-- Set problem --
Reproduce verbatim the lines of the items below, starting at the line that contains "Every instance of the railing" and stopping after the line that contains "pixel 162 77". Include both of those lines.

-- Recorded information --

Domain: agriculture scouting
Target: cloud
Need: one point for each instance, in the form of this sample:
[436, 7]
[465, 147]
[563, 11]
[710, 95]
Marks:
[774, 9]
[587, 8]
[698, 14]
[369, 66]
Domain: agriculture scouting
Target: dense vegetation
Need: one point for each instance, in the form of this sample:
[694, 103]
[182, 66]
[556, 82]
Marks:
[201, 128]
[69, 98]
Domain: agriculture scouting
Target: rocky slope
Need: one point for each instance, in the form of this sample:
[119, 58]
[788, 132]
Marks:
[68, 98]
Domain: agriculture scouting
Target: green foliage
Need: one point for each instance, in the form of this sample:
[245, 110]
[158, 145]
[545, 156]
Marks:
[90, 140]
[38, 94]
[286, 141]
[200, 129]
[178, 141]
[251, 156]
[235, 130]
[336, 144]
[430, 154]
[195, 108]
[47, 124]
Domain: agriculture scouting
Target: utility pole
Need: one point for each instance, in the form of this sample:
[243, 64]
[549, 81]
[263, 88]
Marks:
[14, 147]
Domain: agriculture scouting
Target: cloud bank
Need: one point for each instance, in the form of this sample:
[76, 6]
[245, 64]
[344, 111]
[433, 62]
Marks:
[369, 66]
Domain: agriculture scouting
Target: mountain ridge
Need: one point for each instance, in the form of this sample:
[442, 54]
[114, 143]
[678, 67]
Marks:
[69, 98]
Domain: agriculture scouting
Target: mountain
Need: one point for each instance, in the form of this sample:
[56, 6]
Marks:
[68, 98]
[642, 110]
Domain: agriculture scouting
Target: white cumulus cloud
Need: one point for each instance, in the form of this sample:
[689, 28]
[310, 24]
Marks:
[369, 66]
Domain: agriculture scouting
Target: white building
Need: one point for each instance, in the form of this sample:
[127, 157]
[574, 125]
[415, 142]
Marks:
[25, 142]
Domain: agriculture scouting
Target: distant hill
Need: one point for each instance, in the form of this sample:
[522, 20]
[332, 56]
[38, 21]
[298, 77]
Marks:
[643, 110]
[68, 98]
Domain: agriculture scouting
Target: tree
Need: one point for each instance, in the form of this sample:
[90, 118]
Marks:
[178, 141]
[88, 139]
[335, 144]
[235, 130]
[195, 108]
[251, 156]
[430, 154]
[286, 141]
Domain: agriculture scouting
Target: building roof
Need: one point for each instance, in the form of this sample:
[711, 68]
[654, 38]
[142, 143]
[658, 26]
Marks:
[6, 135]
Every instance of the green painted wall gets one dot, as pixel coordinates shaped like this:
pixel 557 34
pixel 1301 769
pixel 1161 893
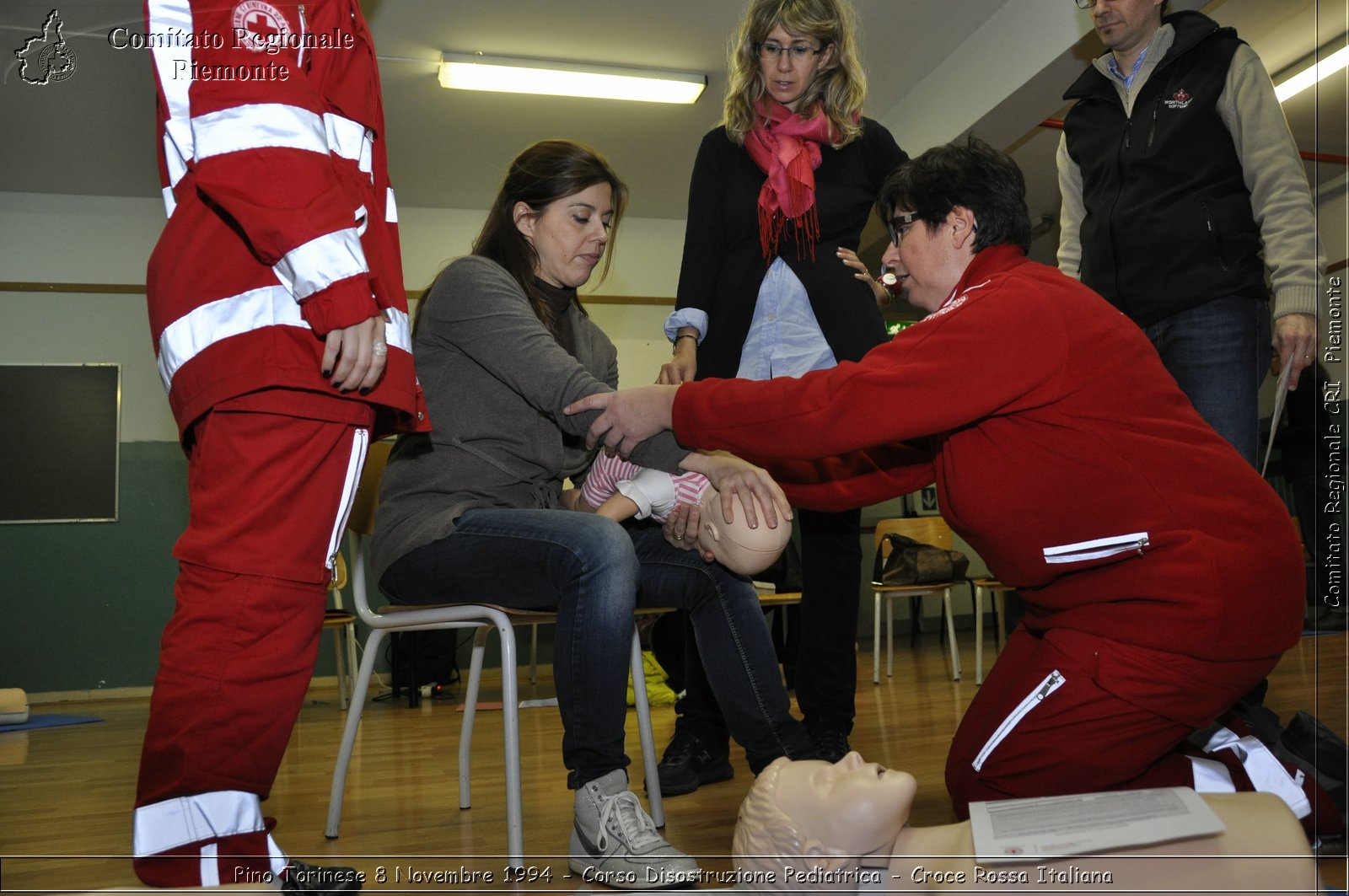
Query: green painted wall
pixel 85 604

==

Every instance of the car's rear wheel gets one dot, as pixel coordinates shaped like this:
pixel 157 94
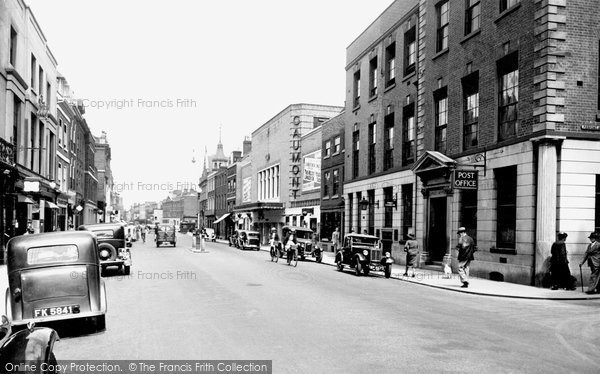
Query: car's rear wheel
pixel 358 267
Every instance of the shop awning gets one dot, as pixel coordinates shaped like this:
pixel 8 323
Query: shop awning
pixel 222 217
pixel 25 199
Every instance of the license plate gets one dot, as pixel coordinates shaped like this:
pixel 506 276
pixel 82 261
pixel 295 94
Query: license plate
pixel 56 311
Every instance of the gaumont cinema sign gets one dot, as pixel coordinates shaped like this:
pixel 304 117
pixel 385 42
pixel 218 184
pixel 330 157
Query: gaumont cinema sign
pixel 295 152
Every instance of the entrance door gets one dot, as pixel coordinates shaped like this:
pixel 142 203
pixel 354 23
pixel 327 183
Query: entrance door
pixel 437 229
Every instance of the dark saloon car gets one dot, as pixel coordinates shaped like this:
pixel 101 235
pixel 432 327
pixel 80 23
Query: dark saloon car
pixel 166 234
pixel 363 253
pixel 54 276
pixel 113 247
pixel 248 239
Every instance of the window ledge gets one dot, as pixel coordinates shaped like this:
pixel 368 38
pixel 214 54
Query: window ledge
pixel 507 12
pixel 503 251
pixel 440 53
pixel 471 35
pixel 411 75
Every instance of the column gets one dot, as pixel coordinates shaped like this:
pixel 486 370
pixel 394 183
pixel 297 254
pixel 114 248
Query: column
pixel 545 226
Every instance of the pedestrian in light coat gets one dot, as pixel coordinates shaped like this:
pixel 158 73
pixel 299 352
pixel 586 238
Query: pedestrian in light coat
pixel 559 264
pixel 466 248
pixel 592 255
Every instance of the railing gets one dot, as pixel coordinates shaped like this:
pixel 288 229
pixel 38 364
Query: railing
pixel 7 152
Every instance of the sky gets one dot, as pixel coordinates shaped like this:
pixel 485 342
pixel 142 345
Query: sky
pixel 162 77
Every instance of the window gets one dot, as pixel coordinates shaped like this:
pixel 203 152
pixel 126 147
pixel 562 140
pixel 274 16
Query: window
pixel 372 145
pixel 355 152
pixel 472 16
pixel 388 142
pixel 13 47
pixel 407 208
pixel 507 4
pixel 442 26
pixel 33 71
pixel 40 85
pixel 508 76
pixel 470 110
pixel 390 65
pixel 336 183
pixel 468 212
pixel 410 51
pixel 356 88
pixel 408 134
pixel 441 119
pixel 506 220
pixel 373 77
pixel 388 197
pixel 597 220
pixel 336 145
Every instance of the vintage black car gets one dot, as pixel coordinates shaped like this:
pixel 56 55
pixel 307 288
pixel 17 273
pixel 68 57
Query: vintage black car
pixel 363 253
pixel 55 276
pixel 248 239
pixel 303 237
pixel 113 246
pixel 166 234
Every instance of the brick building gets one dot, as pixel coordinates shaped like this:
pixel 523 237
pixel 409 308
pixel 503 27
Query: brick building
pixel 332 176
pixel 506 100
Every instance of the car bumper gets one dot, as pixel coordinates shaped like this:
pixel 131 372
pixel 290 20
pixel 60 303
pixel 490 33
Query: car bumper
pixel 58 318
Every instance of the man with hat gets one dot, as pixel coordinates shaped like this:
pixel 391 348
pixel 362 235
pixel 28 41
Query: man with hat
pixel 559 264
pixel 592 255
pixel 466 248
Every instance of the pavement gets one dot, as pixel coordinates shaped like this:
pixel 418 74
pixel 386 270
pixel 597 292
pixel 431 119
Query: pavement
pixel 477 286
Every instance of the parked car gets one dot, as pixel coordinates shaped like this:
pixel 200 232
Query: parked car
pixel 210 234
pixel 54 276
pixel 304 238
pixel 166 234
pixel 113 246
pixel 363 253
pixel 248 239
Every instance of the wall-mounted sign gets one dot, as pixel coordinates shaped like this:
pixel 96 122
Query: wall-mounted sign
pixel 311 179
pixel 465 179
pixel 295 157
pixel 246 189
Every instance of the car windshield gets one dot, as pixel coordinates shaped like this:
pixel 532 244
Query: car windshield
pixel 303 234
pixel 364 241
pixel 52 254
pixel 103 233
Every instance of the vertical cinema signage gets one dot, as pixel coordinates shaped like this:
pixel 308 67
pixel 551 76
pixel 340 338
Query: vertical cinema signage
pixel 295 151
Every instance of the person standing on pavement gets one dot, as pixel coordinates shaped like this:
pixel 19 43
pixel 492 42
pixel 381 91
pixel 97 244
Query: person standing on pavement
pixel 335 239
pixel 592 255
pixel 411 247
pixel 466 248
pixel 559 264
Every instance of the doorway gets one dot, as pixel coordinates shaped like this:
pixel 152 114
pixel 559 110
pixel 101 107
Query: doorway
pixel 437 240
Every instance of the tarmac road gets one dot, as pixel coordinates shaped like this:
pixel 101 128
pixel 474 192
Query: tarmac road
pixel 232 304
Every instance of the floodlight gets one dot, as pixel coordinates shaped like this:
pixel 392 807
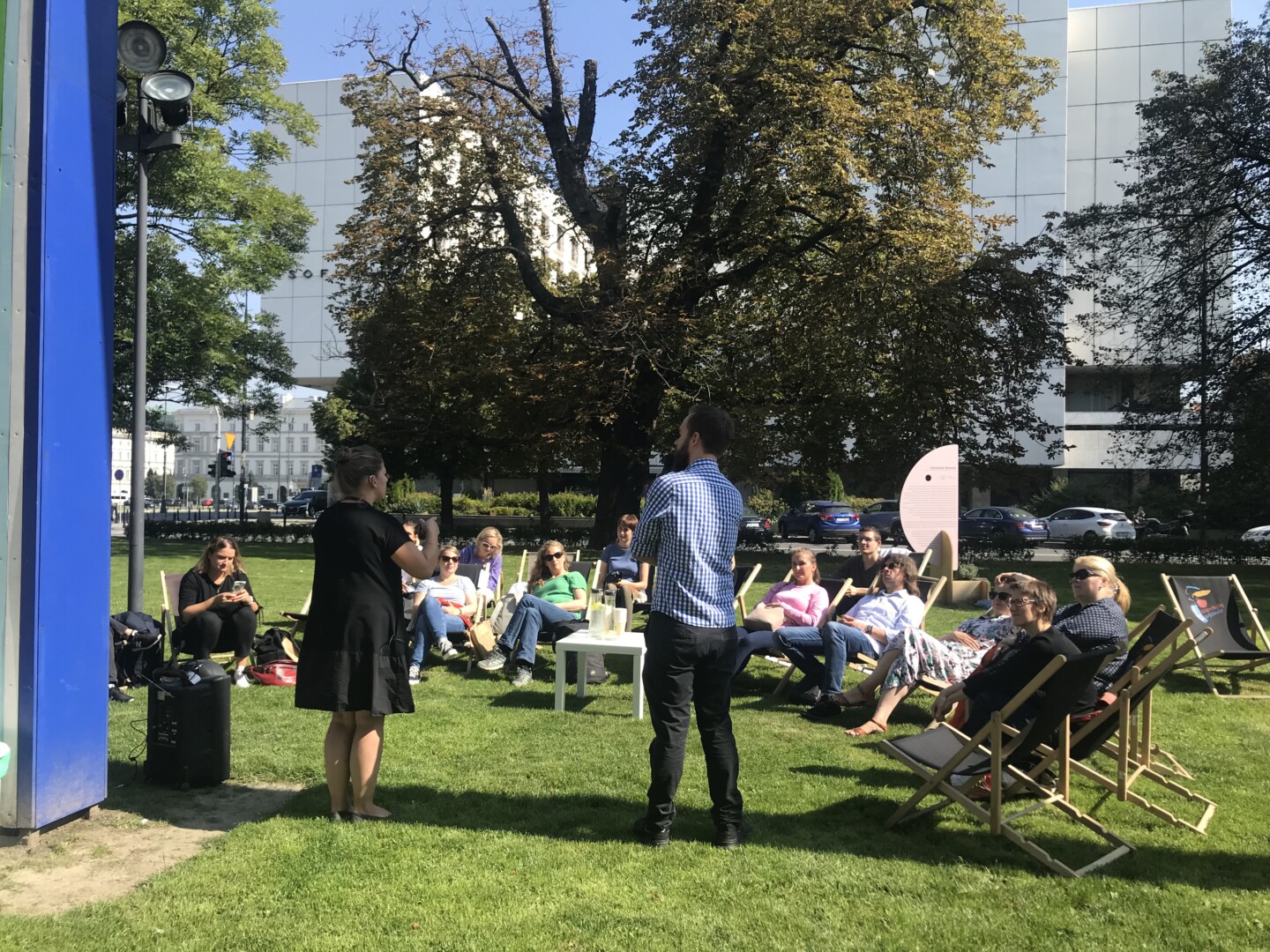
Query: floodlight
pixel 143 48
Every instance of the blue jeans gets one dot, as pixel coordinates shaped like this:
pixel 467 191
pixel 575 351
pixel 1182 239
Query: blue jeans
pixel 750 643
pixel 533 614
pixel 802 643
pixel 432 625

-- Output of the task --
Every instance of the railing gets one dot, as pixel coordinates shaped like this:
pixel 288 229
pixel 38 364
Query: railing
pixel 7 152
Every instance of the sky gets one dot, as pixel coordinates shaped like this:
pixel 485 342
pixel 142 345
Query: sky
pixel 162 77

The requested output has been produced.